WHAT YOU ARE ASKED TO DO:
Look through the listing for the string "fluffy" and copy out every line that holds it.

********************

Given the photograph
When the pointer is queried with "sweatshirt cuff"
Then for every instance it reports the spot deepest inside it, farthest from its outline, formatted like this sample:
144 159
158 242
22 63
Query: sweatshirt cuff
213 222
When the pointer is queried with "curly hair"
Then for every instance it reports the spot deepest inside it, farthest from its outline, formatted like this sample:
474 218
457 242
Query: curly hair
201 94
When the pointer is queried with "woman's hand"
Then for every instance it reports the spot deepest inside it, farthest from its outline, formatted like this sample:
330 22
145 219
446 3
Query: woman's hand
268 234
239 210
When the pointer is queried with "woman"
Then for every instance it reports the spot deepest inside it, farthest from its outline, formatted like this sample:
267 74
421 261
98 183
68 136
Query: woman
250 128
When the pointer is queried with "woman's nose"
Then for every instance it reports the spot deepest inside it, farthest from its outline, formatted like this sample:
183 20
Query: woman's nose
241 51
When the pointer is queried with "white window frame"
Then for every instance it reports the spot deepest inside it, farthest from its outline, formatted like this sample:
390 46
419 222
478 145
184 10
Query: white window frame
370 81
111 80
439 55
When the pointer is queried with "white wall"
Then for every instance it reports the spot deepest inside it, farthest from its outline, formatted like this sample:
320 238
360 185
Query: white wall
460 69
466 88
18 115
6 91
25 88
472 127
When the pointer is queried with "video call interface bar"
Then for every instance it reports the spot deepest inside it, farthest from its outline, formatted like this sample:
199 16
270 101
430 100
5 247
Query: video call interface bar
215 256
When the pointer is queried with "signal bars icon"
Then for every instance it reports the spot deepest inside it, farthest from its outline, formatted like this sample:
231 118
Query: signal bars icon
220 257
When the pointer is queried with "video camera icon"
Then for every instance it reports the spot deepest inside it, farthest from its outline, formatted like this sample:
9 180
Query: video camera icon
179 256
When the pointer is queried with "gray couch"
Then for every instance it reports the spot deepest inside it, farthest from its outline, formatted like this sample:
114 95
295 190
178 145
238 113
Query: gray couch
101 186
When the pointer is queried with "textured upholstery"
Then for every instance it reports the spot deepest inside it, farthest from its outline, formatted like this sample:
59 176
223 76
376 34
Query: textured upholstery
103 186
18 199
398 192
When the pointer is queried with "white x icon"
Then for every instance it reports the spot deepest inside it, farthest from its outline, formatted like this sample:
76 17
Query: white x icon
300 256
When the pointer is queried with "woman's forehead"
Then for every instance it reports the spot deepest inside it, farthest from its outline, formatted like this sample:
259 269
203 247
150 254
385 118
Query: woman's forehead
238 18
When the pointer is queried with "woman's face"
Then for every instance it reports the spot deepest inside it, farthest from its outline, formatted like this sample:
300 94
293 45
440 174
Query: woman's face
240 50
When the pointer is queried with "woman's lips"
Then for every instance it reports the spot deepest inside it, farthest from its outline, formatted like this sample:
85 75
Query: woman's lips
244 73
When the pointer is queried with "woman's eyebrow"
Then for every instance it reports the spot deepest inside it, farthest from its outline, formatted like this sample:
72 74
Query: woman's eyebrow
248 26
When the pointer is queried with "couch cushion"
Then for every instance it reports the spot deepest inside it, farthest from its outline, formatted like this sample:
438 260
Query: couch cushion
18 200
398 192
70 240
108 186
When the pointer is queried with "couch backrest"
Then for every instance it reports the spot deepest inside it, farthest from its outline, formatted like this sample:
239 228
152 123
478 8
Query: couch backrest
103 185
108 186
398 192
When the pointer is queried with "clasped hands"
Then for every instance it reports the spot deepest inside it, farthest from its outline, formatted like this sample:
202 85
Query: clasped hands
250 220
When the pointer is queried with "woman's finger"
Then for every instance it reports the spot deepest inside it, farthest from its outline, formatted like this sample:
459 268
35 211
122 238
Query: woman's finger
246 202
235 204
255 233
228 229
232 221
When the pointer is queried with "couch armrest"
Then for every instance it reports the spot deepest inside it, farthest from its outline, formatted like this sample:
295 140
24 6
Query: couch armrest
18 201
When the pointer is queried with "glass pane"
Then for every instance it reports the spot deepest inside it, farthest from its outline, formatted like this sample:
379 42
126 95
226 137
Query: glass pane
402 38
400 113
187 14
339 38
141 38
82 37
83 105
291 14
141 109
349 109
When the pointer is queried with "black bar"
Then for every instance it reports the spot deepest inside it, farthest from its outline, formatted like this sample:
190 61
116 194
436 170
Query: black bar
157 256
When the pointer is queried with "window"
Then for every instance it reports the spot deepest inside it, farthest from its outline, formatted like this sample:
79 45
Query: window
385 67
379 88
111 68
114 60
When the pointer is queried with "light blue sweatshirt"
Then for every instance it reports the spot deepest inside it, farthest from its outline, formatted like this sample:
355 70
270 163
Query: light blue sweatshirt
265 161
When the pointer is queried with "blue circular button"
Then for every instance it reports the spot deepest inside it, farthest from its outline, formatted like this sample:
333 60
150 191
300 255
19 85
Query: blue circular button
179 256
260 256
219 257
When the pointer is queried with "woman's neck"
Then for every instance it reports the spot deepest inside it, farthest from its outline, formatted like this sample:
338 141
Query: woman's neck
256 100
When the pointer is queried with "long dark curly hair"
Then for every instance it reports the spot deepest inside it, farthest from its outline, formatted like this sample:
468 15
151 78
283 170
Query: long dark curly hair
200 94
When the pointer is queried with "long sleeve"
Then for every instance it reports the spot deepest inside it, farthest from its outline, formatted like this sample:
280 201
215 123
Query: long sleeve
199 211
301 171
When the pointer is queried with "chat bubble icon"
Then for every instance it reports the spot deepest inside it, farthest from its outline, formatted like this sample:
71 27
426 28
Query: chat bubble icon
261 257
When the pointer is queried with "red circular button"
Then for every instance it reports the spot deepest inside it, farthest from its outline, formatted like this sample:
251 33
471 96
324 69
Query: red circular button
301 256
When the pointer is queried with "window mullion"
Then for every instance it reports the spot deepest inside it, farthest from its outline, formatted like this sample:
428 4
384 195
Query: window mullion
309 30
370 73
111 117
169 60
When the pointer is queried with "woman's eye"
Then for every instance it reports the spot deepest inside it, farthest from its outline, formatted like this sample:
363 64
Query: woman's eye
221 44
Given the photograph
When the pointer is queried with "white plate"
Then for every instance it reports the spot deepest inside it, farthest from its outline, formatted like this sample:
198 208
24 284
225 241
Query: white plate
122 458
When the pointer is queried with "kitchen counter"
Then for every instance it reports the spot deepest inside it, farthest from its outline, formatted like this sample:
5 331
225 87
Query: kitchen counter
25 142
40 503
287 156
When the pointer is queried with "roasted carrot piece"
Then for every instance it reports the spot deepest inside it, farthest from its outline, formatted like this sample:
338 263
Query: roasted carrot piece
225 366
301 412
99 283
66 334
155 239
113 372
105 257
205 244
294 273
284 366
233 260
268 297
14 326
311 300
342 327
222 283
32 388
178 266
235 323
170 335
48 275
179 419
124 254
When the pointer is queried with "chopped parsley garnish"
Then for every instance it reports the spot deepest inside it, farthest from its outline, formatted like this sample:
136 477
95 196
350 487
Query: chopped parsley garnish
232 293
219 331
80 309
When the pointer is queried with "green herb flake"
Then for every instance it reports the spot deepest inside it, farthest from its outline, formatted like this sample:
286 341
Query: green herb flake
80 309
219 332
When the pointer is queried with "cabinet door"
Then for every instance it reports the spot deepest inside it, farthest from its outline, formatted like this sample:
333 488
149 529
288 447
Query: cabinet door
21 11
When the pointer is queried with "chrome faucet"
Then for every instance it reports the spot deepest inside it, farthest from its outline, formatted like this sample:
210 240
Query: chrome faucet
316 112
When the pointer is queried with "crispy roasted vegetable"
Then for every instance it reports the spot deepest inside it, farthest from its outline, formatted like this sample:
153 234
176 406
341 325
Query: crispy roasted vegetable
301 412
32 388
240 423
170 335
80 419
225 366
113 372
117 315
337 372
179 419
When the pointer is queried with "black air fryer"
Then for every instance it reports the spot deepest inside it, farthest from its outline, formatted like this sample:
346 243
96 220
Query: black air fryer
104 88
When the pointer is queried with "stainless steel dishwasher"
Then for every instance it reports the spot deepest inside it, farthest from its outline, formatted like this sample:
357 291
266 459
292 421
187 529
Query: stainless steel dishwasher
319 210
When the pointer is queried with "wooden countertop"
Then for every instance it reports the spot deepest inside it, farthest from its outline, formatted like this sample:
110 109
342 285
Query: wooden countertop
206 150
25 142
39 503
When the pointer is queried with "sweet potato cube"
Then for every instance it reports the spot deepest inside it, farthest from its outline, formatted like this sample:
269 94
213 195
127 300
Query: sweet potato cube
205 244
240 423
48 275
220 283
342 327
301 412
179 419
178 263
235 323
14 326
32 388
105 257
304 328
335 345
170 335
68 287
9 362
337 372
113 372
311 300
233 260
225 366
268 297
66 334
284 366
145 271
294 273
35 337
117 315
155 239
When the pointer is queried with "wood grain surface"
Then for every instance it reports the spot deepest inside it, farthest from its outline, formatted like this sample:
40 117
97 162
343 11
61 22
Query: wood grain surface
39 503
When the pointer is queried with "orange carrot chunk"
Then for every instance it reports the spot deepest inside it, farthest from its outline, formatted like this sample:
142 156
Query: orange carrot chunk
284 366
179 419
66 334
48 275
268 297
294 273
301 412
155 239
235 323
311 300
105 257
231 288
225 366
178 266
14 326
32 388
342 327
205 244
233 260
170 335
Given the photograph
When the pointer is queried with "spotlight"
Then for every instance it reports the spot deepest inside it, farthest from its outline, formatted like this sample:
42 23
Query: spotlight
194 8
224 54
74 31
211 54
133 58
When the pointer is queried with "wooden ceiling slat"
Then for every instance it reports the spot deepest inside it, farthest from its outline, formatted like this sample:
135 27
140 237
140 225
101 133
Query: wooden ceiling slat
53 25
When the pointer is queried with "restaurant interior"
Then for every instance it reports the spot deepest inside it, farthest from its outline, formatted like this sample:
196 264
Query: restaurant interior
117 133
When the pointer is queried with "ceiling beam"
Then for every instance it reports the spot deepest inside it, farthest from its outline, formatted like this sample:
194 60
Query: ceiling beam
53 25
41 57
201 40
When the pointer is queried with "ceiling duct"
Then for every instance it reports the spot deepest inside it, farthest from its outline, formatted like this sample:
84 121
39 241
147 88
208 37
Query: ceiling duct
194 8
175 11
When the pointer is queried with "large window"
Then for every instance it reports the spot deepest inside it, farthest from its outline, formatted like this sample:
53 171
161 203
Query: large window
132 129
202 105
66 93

********************

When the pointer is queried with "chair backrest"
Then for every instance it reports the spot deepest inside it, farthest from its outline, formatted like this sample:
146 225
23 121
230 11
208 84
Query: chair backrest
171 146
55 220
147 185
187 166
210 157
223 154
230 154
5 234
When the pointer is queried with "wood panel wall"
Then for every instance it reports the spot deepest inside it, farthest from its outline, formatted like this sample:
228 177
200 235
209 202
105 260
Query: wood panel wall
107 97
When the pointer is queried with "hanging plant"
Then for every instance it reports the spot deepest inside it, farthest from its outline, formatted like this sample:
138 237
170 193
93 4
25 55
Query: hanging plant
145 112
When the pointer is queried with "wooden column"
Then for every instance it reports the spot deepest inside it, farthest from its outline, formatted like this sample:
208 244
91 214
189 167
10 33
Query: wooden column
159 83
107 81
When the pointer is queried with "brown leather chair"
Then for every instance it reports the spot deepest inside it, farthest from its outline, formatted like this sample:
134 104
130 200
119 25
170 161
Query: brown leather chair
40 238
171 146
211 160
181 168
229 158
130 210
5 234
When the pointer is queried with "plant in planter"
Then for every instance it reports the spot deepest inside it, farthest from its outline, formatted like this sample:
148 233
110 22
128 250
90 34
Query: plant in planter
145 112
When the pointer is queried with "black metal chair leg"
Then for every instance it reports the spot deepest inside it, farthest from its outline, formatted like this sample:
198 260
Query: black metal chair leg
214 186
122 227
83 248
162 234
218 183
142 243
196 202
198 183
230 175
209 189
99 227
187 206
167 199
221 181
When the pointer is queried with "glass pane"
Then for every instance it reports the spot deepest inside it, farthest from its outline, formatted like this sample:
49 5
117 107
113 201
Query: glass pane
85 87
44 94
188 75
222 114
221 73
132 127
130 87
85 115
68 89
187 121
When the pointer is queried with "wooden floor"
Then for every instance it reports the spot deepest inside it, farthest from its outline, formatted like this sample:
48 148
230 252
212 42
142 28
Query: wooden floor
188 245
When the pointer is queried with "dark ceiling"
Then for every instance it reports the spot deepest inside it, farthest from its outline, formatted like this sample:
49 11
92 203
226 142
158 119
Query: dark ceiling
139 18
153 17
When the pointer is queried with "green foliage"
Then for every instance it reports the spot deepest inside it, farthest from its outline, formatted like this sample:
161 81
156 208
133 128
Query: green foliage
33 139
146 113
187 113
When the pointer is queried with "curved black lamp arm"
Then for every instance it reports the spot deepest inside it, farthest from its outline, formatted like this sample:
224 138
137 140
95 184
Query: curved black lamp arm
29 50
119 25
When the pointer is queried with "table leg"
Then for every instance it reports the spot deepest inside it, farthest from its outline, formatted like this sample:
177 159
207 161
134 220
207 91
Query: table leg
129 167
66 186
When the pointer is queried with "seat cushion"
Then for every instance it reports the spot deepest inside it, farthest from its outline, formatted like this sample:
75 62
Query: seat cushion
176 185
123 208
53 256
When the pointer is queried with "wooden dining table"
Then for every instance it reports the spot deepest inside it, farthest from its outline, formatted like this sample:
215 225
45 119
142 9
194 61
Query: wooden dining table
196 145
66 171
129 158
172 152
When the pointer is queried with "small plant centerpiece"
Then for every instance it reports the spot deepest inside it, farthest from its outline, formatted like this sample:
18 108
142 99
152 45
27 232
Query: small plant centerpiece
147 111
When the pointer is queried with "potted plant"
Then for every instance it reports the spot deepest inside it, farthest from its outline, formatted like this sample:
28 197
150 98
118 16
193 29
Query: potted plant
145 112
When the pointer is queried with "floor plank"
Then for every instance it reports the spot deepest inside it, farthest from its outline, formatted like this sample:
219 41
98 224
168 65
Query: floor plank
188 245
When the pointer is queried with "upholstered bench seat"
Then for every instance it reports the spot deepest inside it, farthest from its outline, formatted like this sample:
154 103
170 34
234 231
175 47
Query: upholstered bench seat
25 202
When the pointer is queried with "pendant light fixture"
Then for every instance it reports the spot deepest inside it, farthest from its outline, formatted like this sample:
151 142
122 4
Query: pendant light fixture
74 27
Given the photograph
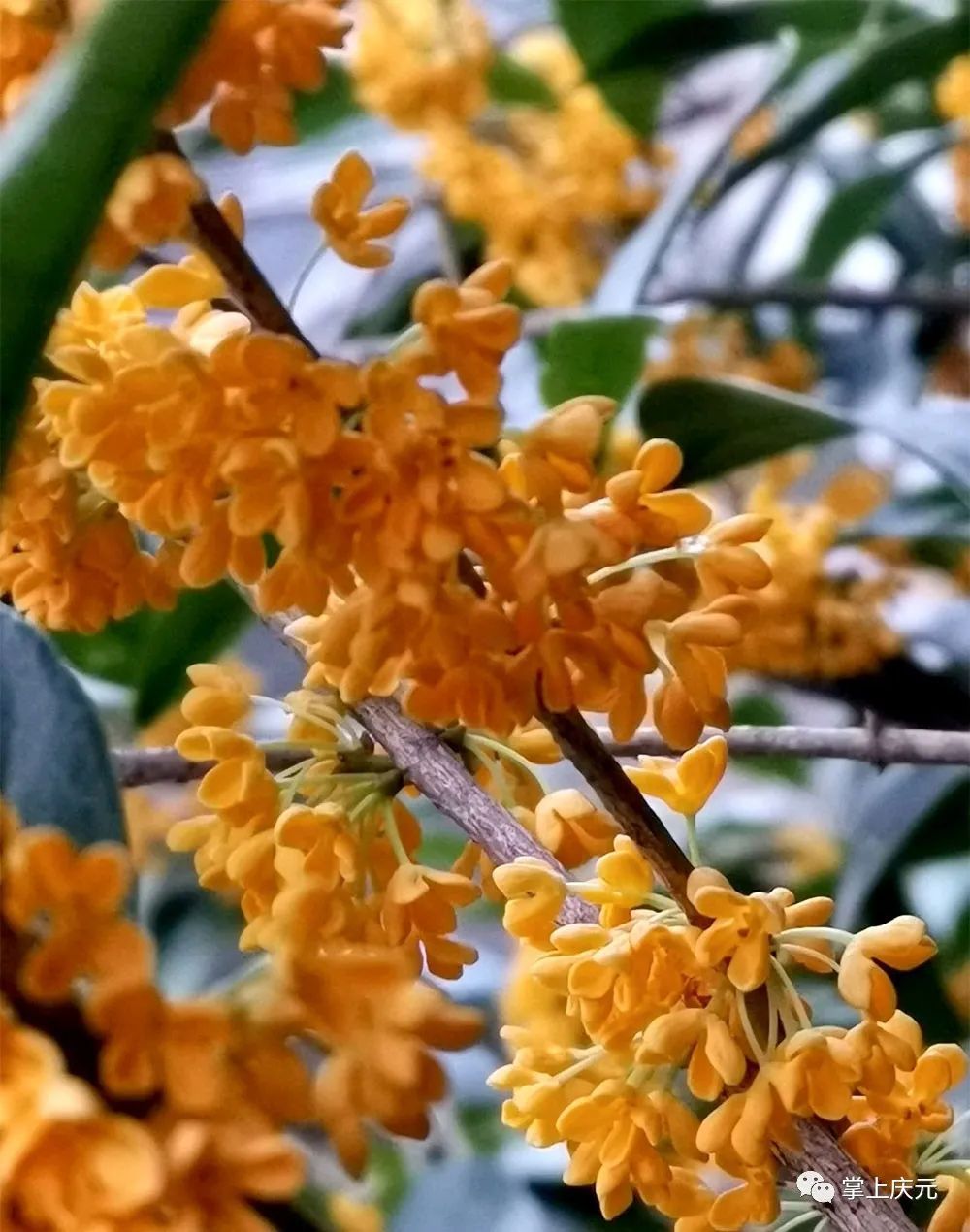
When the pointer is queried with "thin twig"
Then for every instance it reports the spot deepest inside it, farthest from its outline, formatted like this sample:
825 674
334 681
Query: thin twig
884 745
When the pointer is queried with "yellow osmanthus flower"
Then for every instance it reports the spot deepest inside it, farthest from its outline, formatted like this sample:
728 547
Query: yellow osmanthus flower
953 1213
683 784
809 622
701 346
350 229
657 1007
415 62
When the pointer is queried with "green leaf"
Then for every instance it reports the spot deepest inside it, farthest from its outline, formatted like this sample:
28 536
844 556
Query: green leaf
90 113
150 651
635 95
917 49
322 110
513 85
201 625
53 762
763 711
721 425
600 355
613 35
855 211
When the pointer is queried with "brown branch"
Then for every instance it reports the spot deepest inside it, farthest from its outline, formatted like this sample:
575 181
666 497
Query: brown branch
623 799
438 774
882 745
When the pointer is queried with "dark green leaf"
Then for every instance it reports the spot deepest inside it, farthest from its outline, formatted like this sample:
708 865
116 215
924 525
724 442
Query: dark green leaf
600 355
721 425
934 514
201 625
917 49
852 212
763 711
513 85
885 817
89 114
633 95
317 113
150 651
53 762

********************

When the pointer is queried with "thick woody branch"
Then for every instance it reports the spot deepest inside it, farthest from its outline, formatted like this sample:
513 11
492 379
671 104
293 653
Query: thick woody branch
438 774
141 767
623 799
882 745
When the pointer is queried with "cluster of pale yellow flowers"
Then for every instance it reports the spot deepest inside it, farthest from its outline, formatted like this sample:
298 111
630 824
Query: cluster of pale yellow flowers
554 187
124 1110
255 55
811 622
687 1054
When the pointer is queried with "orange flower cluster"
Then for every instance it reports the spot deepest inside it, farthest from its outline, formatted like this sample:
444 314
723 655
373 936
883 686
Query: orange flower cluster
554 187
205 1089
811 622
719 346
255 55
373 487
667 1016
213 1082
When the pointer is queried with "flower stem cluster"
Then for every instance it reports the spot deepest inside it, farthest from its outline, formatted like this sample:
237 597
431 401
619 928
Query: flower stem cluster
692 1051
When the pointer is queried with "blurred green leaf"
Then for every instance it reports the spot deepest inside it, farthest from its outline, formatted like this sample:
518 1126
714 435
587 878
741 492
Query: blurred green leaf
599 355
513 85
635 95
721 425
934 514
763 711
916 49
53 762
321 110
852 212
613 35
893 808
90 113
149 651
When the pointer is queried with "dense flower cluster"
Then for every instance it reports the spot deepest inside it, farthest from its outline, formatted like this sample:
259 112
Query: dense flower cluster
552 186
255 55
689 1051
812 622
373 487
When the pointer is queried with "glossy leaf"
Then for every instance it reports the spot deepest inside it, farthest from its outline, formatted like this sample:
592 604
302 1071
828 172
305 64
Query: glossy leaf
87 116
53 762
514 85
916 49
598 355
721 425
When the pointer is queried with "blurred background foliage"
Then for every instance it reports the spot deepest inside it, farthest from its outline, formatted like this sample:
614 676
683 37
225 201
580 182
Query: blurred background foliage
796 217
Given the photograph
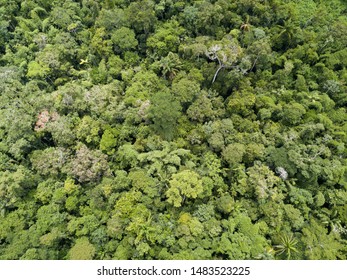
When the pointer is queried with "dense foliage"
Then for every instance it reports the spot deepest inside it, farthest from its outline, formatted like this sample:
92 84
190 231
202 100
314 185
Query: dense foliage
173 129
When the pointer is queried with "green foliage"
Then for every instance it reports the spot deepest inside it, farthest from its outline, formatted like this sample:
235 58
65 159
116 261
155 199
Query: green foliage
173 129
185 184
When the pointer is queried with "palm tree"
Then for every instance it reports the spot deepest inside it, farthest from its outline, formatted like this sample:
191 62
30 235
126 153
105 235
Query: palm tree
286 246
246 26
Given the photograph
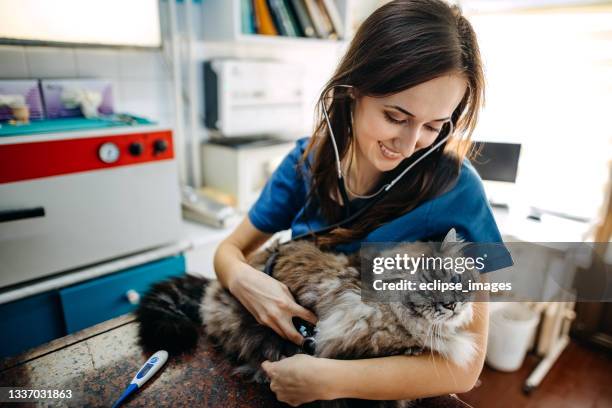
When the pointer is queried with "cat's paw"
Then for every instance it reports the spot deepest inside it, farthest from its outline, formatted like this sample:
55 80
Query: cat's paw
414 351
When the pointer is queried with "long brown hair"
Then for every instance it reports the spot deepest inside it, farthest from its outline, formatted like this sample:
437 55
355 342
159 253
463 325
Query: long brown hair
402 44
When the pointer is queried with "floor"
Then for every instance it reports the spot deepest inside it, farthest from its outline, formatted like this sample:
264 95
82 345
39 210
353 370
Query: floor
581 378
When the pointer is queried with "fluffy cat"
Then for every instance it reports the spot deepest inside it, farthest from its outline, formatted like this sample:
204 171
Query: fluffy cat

********************

EXERCISE ANSWER:
When the pointer is queried with "fluffy cat"
Query: fluffy cat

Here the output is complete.